* _About this task_: Can you retype every row below without changing a character, leaving out the pictures?
** Opening Supplied data block **
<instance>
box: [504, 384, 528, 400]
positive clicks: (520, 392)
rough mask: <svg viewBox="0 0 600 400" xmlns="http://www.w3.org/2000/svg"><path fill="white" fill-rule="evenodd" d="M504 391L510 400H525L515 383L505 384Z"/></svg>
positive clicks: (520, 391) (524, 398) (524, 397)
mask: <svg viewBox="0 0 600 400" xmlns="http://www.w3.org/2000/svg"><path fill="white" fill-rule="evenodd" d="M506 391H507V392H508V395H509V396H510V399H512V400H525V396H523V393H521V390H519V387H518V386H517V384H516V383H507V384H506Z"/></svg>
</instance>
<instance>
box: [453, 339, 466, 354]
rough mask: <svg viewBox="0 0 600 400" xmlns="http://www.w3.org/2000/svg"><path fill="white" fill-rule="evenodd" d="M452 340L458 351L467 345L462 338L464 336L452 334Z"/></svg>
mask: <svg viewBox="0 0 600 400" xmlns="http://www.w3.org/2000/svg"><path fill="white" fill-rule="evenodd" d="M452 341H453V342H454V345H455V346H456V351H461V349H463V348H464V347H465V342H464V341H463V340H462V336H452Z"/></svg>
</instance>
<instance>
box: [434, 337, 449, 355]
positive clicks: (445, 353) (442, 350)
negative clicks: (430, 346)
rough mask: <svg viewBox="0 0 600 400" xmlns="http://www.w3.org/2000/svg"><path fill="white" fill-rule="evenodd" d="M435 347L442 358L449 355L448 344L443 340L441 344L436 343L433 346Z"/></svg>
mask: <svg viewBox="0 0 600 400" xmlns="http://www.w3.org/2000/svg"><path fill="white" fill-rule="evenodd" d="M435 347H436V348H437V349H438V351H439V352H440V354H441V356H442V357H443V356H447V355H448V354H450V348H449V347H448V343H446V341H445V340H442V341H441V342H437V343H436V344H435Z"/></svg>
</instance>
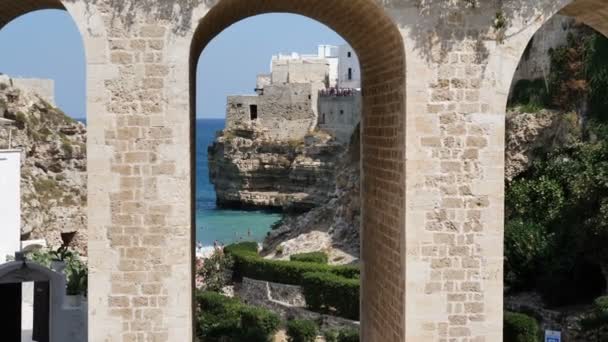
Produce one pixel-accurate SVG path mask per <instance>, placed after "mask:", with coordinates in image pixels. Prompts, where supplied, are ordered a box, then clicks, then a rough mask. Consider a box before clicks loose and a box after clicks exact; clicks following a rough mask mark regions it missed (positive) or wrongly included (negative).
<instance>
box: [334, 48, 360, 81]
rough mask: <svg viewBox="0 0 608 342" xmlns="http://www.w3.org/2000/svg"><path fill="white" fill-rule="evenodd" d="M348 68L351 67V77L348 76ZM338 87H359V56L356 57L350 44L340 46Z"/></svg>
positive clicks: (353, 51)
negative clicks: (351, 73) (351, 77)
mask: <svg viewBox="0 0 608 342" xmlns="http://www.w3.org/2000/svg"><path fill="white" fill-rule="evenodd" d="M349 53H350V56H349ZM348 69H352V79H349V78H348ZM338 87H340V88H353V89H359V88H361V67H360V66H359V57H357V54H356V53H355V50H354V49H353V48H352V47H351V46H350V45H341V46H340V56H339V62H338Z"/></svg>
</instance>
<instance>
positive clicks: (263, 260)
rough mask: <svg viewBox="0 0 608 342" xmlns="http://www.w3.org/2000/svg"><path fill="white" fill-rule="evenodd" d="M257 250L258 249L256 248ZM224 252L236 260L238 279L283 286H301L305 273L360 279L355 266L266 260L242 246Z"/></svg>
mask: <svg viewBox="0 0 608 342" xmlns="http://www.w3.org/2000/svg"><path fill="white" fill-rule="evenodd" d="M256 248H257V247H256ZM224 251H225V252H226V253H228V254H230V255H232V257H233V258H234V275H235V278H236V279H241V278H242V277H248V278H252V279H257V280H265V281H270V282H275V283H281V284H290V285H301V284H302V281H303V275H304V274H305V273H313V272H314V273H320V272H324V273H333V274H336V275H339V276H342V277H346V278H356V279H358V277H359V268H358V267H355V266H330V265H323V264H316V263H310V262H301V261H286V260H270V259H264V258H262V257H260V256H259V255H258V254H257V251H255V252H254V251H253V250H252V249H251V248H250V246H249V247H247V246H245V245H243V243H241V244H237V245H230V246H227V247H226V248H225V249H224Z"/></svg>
** Closing Supplied data block **
* _Output for this task_:
<instance>
box: [504, 384, 528, 400]
positive clicks: (520, 392)
rough mask: <svg viewBox="0 0 600 400" xmlns="http://www.w3.org/2000/svg"><path fill="white" fill-rule="evenodd" d="M504 391L510 400H525L515 383L505 384Z"/></svg>
positive clicks: (520, 391) (524, 398) (524, 397)
mask: <svg viewBox="0 0 600 400" xmlns="http://www.w3.org/2000/svg"><path fill="white" fill-rule="evenodd" d="M506 391H507V392H508V395H509V396H510V399H512V400H525V396H523V393H521V390H519V387H518V386H517V384H516V383H507V384H506Z"/></svg>
</instance>
<instance>
box: [453, 339, 466, 354]
rough mask: <svg viewBox="0 0 600 400" xmlns="http://www.w3.org/2000/svg"><path fill="white" fill-rule="evenodd" d="M452 340L458 351L467 345L462 338L464 336L452 334Z"/></svg>
mask: <svg viewBox="0 0 600 400" xmlns="http://www.w3.org/2000/svg"><path fill="white" fill-rule="evenodd" d="M452 341H453V342H454V345H455V346H456V351H461V349H463V348H464V347H465V342H464V341H463V340H462V336H452Z"/></svg>
</instance>
<instance>
box: [434, 337, 449, 355]
positive clicks: (445, 353) (442, 350)
negative clicks: (430, 346)
rough mask: <svg viewBox="0 0 600 400" xmlns="http://www.w3.org/2000/svg"><path fill="white" fill-rule="evenodd" d="M435 347L442 358L449 355L448 344L443 340L441 344L436 343L433 346Z"/></svg>
mask: <svg viewBox="0 0 600 400" xmlns="http://www.w3.org/2000/svg"><path fill="white" fill-rule="evenodd" d="M435 347H436V348H437V349H438V351H439V352H440V354H441V356H442V357H443V356H447V355H448V354H450V348H449V347H448V343H446V341H445V340H442V341H441V342H437V343H436V344H435Z"/></svg>
</instance>
Produce one pixel-accurate SVG path mask per <instance>, placed after "mask:", with coordinates in image pixels. Prompts, where supplied, are ordered a box, then clicks, then a rough mask. Consider a box before clicks loose and a box after clicks exact; clicks following a rough mask mark regions it missed (positive) or wrongly included (negative).
<instance>
box: [334, 48, 360, 81]
rough mask: <svg viewBox="0 0 608 342" xmlns="http://www.w3.org/2000/svg"><path fill="white" fill-rule="evenodd" d="M348 68L351 67V77L348 76ZM338 87H359V56L356 57L350 44L340 46Z"/></svg>
positive clicks: (353, 51)
negative clicks: (351, 73) (351, 77)
mask: <svg viewBox="0 0 608 342" xmlns="http://www.w3.org/2000/svg"><path fill="white" fill-rule="evenodd" d="M349 53H350V56H349ZM348 69H352V79H349V78H348ZM338 87H340V88H353V89H359V88H361V67H360V66H359V57H357V54H356V53H355V50H354V49H353V48H352V47H351V46H350V45H341V46H340V56H339V62H338Z"/></svg>
</instance>
<instance>
positive clicks: (263, 260)
rough mask: <svg viewBox="0 0 608 342" xmlns="http://www.w3.org/2000/svg"><path fill="white" fill-rule="evenodd" d="M257 250L258 249L256 248ZM224 252L236 260L238 279L283 286H301L305 273L360 279L355 266L266 260L242 246Z"/></svg>
mask: <svg viewBox="0 0 608 342" xmlns="http://www.w3.org/2000/svg"><path fill="white" fill-rule="evenodd" d="M256 248H257V247H256ZM224 251H225V252H226V253H228V254H230V255H232V257H233V258H234V275H235V278H236V279H241V278H242V277H248V278H252V279H257V280H265V281H270V282H275V283H281V284H290V285H301V284H302V281H303V275H304V274H305V273H313V272H314V273H320V272H324V273H333V274H336V275H339V276H342V277H346V278H356V279H358V277H359V268H358V267H355V266H330V265H323V264H316V263H310V262H301V261H286V260H270V259H264V258H262V257H260V256H259V255H258V254H257V251H255V252H254V251H253V250H252V249H251V248H250V246H249V247H247V246H245V245H243V243H241V244H237V245H230V246H227V247H226V248H225V249H224Z"/></svg>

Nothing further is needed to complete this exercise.